» Provided passage:
-- Start --

So, while I understand the need of the feature, I am wondering if there
should be some mention
of above caveats in documentation with the recommendation that VACUUM
should be run outside
a transaction, in general.
Sorry, I just noticed that you have already mentioned some of these in
the documentation as follows, so it seems
it is already taken care of.
+ <command>VACUUM</command> cannot be executed inside a transaction
block,
+ unless a single table is specified and <literal>FULL</literal> is
not
+ specified. When executing inside a transaction block the vacuum
scan can
+ hold back the xmin horizon and does not update the database
datfrozenxid,
+ as a result this usage is not useful for database maintenance, but
is provided
+ to allow vacuuming in special circumstances, such as temporary or
private
+ work tables.
Yes, I wondered whether we should have a NOTICE or WARNING to remind
people of those points?
+1 . My vote for NOTICE over WARNING because I think
it is useful information for the user rather than any potential problem.
Thank you,
Rahila Syed
On Thu, Oct 27, 2022 at 2:31 AM Simon Riggs
<simon.riggs@enterprisedb.com> wrote:
Fix, so that this works without issue:
BEGIN;
....
VACUUM (ANALYZE) vactst;
....
COMMIT;Allows both ANALYZE and vacuum of toast tables, but not VACUUM FULL.
When in a xact block, we do not set PROC_IN_VACUUM,
nor update datfrozenxid.
It doesn't seem like a good idea to add various new special cases to
VACUUM just to make scripts like this work. I'm pretty sure that there
are several deep, subtle reasons why VACUUM cannot be assumed safe to
run in a user transaction.

-- End --

» Problems to work on:
1. In the VACUUM discussion, which two conditions must hold for VACUUM to run inside a transaction block, according to the quoted documentation?
2. Carry the VACUUM discussion forward, starting after its last sentence.

» Data block:
-- Start --

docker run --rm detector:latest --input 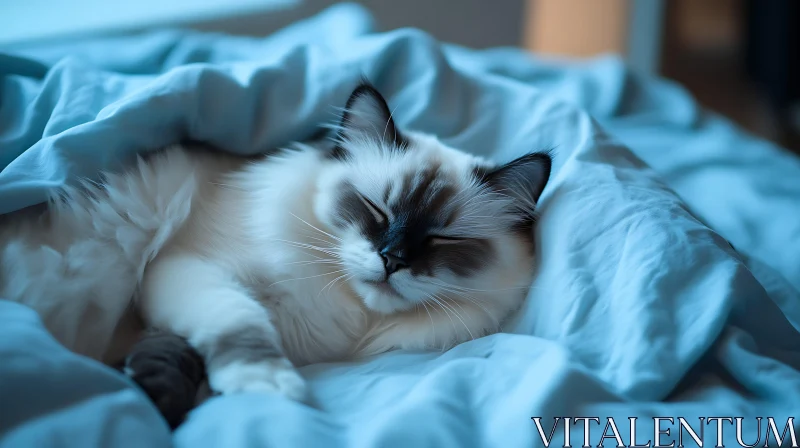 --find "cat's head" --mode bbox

-- End --

» Answers to each task:
1. A single table must be specified, and FULL must not be specified.

2.
For example, the whole way that index page deletion is decoupled from
recycling in access methods like nbtree (see "Placing deleted pages in
the FSM" from the nbtree README) rests upon delicate assumptions about
whether or not there could be an "in-flight" B-tree descent that is
at risk of landing on a deleted page as it is concurrently recycled.
In general the deleted page has to remain in place as a tombstone,
until that is definitely not possible anymore. This relies on the backend
that runs VACUUM having no references to the page pending deletion.
(Commit 9dd963ae25 added an optimization that heavily leaned on the
idea that the state within the backend running VACUUM couldn't
possibly have a live page reference that is at risk of being broken by
the optimization, though I'm pretty sure that you'd have problems even
without that commit/optimization in place.)
My guess is that there are more things like that. Possibly even things
that were never directly considered. VACUUM evolved in a world where
we absolutely took not running in a transaction for granted. Changing
that now is a pretty big deal. Maybe it would all be worth it if the end
result was a super compelling feature. But I for one don't think that
it will be.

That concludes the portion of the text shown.